**WHAT THE TASK REQUIRES:** Can you write out every line of the records below as a numbered list, skipping any blank lines?

[Object point labels]
◆ ◆ ◆ ◆ ◆
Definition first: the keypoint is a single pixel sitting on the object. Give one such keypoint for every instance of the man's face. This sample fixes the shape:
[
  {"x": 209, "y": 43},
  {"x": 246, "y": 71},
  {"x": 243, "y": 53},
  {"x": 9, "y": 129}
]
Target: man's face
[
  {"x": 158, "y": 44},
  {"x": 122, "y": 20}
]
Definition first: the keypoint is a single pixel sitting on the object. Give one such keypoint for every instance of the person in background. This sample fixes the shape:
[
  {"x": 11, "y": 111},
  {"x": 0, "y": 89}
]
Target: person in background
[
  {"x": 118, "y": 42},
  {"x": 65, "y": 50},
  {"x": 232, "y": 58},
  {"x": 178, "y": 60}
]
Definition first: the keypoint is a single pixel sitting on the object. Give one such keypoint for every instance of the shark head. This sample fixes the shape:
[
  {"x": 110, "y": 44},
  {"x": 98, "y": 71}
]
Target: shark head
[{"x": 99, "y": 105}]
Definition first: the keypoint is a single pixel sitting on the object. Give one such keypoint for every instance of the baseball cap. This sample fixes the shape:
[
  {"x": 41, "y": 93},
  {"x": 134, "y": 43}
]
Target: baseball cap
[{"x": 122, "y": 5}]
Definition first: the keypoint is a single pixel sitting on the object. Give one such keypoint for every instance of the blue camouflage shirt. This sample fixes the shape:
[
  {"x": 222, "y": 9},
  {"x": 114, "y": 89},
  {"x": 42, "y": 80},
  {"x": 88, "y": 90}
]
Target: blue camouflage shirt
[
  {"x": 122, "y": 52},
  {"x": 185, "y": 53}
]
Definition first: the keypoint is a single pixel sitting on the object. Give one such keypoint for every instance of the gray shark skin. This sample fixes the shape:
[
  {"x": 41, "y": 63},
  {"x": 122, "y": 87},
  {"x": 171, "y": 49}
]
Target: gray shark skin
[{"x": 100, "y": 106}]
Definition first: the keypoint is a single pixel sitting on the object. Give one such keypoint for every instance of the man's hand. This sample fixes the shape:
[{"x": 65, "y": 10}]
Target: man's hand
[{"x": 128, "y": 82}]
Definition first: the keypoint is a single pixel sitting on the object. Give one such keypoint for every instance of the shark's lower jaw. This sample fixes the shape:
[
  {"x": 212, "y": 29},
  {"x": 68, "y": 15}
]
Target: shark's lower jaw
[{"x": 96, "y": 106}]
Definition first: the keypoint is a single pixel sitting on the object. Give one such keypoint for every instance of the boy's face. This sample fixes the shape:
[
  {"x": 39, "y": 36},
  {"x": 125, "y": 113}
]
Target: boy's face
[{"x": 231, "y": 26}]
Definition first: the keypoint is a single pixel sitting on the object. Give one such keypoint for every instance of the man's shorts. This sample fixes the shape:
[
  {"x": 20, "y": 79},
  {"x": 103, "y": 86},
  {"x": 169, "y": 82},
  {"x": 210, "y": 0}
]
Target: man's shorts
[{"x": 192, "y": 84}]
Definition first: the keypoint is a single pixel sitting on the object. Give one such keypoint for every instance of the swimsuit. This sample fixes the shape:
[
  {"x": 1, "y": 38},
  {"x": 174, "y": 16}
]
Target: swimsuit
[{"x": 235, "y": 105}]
◆ ◆ ◆ ◆ ◆
**THE OUTPUT:**
1. Definition first: the keypoint is a single pixel sitting on the object. Give one such keypoint for every instance of the man's face. This sample fixes the shape:
2. [
3.   {"x": 209, "y": 43},
4.   {"x": 246, "y": 71},
5.   {"x": 243, "y": 53},
6.   {"x": 9, "y": 129}
7. ]
8. Target: man's face
9. [
10.   {"x": 158, "y": 44},
11.   {"x": 122, "y": 20}
12. ]
13. Definition first: the keypoint is a single pixel sitting on the object. Give one such keypoint for every instance of the person in background. This sample fixes the shape:
14. [
15.   {"x": 11, "y": 111},
16.   {"x": 0, "y": 89}
17. ]
18. Target: person in background
19. [
20.   {"x": 118, "y": 42},
21.   {"x": 65, "y": 50},
22.   {"x": 232, "y": 58},
23.   {"x": 178, "y": 60}
24. ]
25. Definition first: the keypoint is a single pixel sitting on the object. Give one such keypoint for every instance of the shark head. This sample fixes the shape:
26. [
27.   {"x": 110, "y": 44},
28.   {"x": 98, "y": 71}
29. ]
30. Target: shark head
31. [{"x": 99, "y": 105}]
32. Definition first: the keypoint is a single pixel sitting on the object. Give one such keypoint for every instance of the baseball cap. This sample fixes the shape:
33. [
34.   {"x": 41, "y": 93},
35.   {"x": 134, "y": 43}
36. ]
37. Target: baseball cap
38. [{"x": 122, "y": 5}]
39. Definition first: the keypoint is a single pixel sitting on the object. Give one such keypoint for every instance of the blue camouflage shirt. This sample fixes the shape:
40. [
41.   {"x": 222, "y": 9},
42.   {"x": 114, "y": 89},
43.   {"x": 42, "y": 80},
44.   {"x": 88, "y": 90}
45. ]
46. Target: blue camouflage shirt
47. [
48.   {"x": 122, "y": 52},
49.   {"x": 185, "y": 53}
50. ]
51. Definition first: the keypoint is a single pixel sitting on the object. Give one such keypoint for every instance of the gray shark skin. This sample fixes the shape:
52. [
53.   {"x": 41, "y": 63},
54.   {"x": 122, "y": 87},
55.   {"x": 171, "y": 49}
56. ]
57. Target: gray shark skin
58. [{"x": 100, "y": 106}]
59. Definition first: the keypoint is a single pixel sitting on the object. Give one such keypoint for every instance of the man's hand. This sample fixes the shape:
60. [{"x": 65, "y": 10}]
61. Target: man's hand
62. [{"x": 128, "y": 82}]
63. Definition first: the keypoint is a single pixel sitting on the object. Give one such keypoint for every instance of the shark's lower jaw. This sample fixes the shape:
64. [
65.   {"x": 212, "y": 29},
66.   {"x": 68, "y": 15}
67. ]
68. Target: shark's lower jaw
69. [{"x": 96, "y": 106}]
70. Definition first: the keypoint is a single pixel sitting on the object. Give one such keypoint for every instance of the boy's face. This sample fixes the shape:
71. [
72.   {"x": 39, "y": 36},
73.   {"x": 125, "y": 113}
74. ]
75. Target: boy's face
76. [{"x": 231, "y": 26}]
77. Definition first: the keypoint is a single pixel sitting on the object. Give one such keypoint for every instance of the man's shorts. This sample fixes the shape:
78. [
79.   {"x": 20, "y": 79},
80.   {"x": 103, "y": 86},
81.   {"x": 169, "y": 82},
82.   {"x": 210, "y": 0}
83. ]
84. Target: man's shorts
85. [{"x": 192, "y": 84}]
86. Definition first: the keypoint is a single pixel sitting on the object. Give one such keypoint for every instance of the swimsuit. This sample fixes the shape:
87. [
88.   {"x": 1, "y": 38},
89.   {"x": 174, "y": 16}
90. ]
91. Target: swimsuit
92. [{"x": 235, "y": 105}]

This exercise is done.